(Excerpts from a point labeling dataset)
────────────────────────────────────────
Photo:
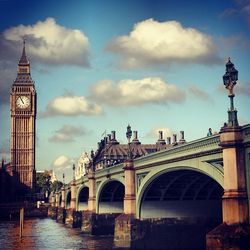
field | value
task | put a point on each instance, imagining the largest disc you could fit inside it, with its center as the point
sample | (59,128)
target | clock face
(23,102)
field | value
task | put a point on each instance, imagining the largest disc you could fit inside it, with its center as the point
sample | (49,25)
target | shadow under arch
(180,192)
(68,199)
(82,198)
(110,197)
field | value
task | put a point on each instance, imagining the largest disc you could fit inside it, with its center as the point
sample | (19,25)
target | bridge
────────────────────────────────────────
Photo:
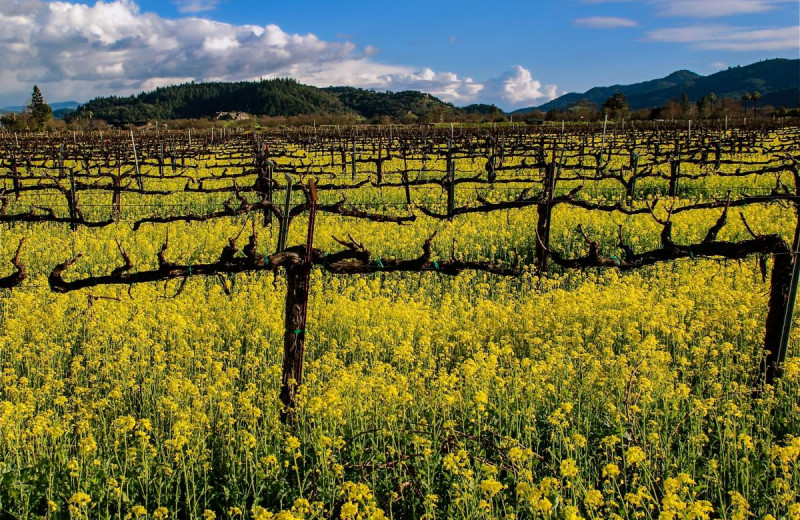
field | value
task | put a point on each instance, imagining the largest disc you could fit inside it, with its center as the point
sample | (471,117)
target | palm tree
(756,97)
────────────────────────────────────────
WORK TO BE COMPLETED
Please tally the lines of the records that contain the string "sample", and reply with the number alone.

FULL ANSWER
4